THE EXERCISE: In the passage on growing Australian native plants, what newsletter first printed the original series?
-- begin PASSAGE --
Based on a series of short article aimed at the new grower of Australian native plants. The original series was written by the late Arthur Cooper and appeared in the newsletter "Native Plants for New South Wales" in the early 1970s. It was subsequently updated and reprinted in the same newsletter in 1990-91.

A generation ago, most people said that Australian native plants couldn't be grown in gardens. Nowadays, thousands of people are growing them with pleasure and satisfaction. Some people are having failures and, when you analyse these failures, many of them are seen to be due to believing old ideas; so before we turn to 'getting you started' we must clear away some of the myths and fables.

People will give you rules which they say apply to 'all native plants'; but Australian native plants are so many and varied, some from the desert, some from rain-forests, some from the mountains, some from fertile plains, There are no universal rules; don't trust anyone who says 'with native plants you must always do this or that.....'

Growing native plants is easy because we're growing them in their natural environment

Nonsense! Deep in the bush, they are indeed growing in their natural environment, but it only takes small changes to upset the growing conditions. Make a few paths; clear away some 'rubbish' so that you can see your favourite plants more easily; feed a tree or two; build a nearby house. You will be removing many unknown factors on which the life of these plants depended. As a gardener you must try to replace these missing factors.
-- end PASSAGE --
-- begin PROVIDED RECORDS --
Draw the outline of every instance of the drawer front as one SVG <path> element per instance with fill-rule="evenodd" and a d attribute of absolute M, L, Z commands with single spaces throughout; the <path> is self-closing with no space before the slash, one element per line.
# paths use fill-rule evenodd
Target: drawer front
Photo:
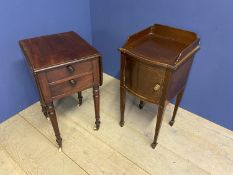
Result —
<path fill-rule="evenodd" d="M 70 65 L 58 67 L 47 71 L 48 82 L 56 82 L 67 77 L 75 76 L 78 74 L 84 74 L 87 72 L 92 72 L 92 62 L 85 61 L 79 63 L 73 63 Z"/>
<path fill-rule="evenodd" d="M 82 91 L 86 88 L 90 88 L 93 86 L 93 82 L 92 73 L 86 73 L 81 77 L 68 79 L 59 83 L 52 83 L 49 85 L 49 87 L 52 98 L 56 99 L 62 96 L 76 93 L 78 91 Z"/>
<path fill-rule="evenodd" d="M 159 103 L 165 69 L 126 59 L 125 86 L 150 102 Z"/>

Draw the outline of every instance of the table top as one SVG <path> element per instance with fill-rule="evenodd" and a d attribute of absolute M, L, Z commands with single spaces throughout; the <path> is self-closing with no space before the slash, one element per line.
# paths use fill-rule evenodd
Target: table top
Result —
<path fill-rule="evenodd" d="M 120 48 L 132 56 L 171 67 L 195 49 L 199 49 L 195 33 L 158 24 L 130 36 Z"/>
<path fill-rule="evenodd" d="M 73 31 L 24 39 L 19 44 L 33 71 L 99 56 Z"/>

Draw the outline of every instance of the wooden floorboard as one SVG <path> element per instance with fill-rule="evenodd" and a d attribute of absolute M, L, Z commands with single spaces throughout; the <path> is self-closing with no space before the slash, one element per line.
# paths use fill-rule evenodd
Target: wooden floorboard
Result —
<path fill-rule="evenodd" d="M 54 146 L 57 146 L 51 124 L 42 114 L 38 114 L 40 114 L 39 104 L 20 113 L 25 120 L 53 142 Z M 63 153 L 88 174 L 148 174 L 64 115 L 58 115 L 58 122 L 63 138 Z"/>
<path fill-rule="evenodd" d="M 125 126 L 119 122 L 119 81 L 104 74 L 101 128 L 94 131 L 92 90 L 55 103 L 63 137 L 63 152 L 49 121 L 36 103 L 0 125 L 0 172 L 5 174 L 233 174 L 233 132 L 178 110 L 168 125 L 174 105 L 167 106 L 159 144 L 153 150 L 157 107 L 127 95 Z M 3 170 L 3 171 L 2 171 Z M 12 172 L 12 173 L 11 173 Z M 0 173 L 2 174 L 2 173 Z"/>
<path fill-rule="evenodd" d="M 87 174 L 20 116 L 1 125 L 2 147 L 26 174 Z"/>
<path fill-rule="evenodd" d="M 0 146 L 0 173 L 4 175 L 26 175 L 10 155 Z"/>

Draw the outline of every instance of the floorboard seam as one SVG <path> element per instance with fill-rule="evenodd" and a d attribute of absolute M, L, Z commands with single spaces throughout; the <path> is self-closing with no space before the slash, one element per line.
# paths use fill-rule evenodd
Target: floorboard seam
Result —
-- end PROVIDED RECORDS --
-- begin PROVIDED RECORDS --
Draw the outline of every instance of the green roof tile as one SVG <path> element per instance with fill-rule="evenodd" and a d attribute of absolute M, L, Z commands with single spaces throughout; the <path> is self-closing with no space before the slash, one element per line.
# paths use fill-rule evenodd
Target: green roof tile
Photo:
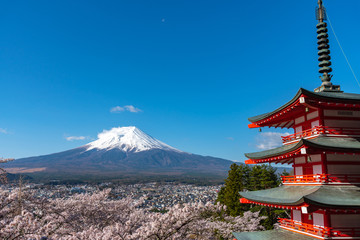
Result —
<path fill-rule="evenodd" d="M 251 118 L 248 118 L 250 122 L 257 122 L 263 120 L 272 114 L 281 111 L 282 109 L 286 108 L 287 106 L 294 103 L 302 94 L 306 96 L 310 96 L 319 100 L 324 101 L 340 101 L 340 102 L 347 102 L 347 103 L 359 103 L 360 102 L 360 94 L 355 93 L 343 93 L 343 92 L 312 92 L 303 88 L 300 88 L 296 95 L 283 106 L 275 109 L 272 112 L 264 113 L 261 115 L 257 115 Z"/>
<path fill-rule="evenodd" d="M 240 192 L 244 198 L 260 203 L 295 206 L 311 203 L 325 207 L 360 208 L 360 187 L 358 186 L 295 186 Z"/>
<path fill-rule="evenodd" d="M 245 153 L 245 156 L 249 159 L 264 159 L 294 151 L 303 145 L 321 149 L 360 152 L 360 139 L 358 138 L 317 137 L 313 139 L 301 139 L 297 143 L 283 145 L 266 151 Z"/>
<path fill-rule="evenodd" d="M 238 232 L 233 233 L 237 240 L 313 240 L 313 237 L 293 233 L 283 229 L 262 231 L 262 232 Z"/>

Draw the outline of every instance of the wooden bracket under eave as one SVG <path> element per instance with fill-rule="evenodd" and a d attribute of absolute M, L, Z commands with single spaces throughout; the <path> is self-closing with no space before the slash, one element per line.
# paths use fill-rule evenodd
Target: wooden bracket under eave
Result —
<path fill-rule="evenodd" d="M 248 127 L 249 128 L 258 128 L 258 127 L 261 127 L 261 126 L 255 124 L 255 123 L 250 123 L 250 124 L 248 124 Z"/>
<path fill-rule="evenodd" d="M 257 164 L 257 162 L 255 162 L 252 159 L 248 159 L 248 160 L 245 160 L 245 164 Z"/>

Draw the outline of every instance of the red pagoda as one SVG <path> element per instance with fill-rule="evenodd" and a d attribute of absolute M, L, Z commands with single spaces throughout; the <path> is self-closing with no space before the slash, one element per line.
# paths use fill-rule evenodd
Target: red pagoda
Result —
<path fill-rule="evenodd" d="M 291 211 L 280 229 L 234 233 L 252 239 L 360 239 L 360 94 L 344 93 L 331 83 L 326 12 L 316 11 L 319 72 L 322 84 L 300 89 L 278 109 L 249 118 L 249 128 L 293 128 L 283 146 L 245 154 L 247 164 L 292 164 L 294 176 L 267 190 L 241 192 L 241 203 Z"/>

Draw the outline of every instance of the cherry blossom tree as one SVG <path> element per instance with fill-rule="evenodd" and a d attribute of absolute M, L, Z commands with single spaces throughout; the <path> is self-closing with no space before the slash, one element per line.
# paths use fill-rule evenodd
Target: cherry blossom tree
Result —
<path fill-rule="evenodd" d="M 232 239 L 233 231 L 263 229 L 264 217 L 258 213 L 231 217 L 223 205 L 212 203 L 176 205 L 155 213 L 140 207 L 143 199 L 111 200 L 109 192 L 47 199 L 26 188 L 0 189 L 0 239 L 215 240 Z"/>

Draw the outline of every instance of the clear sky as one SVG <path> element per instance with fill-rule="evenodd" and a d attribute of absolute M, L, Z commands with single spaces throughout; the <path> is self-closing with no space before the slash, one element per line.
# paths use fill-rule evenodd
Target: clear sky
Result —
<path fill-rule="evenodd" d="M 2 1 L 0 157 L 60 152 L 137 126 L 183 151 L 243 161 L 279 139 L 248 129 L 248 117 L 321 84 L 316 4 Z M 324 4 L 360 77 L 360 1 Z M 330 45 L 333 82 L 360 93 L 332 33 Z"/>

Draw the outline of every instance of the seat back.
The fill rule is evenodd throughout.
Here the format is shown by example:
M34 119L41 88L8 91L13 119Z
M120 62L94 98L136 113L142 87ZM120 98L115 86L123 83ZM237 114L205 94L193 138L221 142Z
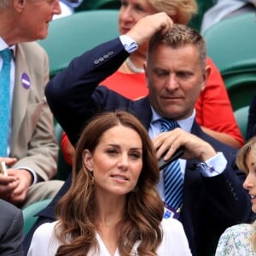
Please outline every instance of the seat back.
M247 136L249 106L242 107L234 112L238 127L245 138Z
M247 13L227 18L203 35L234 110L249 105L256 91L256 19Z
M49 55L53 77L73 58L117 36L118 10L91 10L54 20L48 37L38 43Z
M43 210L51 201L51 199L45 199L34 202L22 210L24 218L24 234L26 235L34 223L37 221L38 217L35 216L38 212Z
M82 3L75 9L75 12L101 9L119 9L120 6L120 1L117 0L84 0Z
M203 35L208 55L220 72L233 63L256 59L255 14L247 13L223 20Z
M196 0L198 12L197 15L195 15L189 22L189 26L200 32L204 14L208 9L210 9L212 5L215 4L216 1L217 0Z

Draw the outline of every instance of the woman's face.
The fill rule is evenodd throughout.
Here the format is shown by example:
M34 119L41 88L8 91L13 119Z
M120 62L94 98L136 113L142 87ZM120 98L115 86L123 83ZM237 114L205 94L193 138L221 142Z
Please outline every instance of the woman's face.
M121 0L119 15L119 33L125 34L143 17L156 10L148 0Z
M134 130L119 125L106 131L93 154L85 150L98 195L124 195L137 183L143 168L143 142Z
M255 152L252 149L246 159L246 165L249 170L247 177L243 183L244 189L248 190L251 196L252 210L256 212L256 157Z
-- end PROVIDED RECORDS --
THE ANSWER: "Native Plants for New South Wales"